- _Short problem A_
Rewrite the passage on early quasars starting with "Eye in the sky" and going on through "sky once complete.", putting "infrared glow" in place of "infrared haze".

____ Selection

Astronomers have been hunting for the universe’s very first quasars for decades. These objects reveal what was happening during the cosmos’ earliest days, including how the first supermassive black holes and galaxies took shape.

Yet, quasars from earlier than about 770 million years after the Big Bang are exceedingly rare and difficult to detect. Few galaxies had yet grown large enough to create a quasar. Even then, the light from these primordial quasars is both faint and easily mistaken for signals from stars lying closer to us.

What’s more, their light is stretched from ultraviolet into near-infrared wavelengths by cosmic expansion, falling into a range where Earth’s atmosphere glows brightly, drowning out faint signals. Scientists actually use this “redshift” as a measure of an object’s age and distance, since light from farther away (and thus earlier in the life of the universe) has been shifted more toward longer wavelengths by the subsequent expansion of spacetime. “A redshift of 7 takes us to when the universe was just 750 million years old, less than 6% of its current age,” Hennawi said.

“These two things make finding quasars at these distances incredibly difficult,” said lead author Daming Yang, a doctoral student in Hennawi’s group at Leiden University. “For every one of them there are thousands of stars in our Milky Way and nearby galaxies that look almost identical in the imaging surveys. And since their light is stretched to the infrared at such distances, we need a survey that is both wide enough to capture these rare objects and deep enough to detect their faint light.” The task is nearly impossible to carry out on the ground. You need to get a view from space.

Eye in the sky

In 2023, the European Space Agency (ESA) launched the Euclid space telescope to help demystify this era of ancient cosmic history. It views the universe from above our planet’s infrared haze, surveying an area of the sky far larger than ground-based observatories could cover at comparable depth. The telescope has now discovered an unprecedented number of 31 new quasars in the early universe, pushing back to a time when the cosmos was just 5% of its current age. These appeared in data from the Euclid Wide Survey, which will cover more than one-third of the total sky once complete.

The earliest quasars we knew of until now were the rare, bright outliers that had been easiest to spot. We hadn’t yet found enough quasars from the universe’s early days to study them properly as a group. “Euclid is a true game-changer,” Daming said. “Before, we could only find a handful of the very brightest ancient quasars, but Euclid lets us search far more efficiently across huge areas of sky to capture much fainter light. It’s a unique tool for quasar hunting.”

________

- _Short problem B_
Show each line of the rows below that holds the string "bucket", matching case exactly.

____ Provided data

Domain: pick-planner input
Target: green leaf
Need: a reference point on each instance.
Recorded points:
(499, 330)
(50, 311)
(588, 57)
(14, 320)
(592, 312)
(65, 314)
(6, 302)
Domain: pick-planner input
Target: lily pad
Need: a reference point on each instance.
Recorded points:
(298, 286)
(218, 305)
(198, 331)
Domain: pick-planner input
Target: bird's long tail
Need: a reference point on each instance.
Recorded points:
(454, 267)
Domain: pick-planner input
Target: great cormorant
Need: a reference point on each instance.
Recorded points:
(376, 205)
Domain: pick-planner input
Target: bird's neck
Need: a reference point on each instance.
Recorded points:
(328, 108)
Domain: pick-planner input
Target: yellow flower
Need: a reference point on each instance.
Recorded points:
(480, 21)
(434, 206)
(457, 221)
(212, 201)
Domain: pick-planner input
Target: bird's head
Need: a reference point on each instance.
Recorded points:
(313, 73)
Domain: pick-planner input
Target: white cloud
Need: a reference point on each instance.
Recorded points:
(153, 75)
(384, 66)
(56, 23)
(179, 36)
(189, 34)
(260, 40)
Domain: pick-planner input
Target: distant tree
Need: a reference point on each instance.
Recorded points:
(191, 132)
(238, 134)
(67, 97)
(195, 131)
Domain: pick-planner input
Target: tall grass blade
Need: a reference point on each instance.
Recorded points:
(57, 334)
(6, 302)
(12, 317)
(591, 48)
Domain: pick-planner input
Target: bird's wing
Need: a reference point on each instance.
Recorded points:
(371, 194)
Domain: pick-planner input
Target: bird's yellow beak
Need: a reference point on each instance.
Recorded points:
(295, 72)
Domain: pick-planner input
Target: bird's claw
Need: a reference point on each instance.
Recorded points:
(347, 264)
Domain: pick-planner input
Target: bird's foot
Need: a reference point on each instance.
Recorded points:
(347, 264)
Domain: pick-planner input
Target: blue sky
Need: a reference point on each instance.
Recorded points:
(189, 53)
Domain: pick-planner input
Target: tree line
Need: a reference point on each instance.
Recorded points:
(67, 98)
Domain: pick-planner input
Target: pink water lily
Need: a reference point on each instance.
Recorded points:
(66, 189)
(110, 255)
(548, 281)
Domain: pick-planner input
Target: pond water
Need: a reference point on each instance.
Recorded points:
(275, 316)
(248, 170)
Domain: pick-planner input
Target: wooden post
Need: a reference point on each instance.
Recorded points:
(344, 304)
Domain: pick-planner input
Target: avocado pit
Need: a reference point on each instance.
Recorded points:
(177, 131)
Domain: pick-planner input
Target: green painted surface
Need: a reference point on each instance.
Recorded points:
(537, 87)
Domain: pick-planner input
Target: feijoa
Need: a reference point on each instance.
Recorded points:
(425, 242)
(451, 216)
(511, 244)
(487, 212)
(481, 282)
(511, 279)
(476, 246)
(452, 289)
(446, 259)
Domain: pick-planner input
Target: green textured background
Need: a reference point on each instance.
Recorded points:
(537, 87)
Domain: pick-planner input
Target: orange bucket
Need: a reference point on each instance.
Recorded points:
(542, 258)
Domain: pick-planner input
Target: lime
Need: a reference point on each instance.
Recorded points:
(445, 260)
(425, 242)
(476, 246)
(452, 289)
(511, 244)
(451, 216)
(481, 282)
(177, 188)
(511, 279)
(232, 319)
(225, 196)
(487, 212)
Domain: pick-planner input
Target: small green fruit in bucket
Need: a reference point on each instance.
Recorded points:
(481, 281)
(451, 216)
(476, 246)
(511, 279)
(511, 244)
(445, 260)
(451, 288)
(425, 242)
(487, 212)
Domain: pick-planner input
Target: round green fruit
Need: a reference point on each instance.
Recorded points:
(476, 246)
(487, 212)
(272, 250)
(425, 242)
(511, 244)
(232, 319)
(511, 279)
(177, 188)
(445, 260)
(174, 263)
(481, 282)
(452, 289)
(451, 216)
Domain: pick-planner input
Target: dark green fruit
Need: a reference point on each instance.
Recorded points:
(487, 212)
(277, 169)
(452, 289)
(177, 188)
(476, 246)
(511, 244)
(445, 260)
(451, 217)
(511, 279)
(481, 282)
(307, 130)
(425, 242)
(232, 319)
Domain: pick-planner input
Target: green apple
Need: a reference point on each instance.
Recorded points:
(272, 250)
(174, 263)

________

- _Solution A_
Eye in the sky

In 2023, the European Space Agency (ESA) launched the Euclid space telescope to help demystify this era of ancient cosmic history. It views the universe from above our planet’s infrared glow, surveying an area of the sky far larger than ground-based observatories could cover at comparable depth. The telescope has now discovered an unprecedented number of 31 new quasars in the early universe, pushing back to a time when the cosmos was just 5% of its current age. These appeared in data from the Euclid Wide Survey, which will cover more than one-third of the total sky once complete.

- _Solution B_
Target: orange bucket
Target: small green fruit in bucket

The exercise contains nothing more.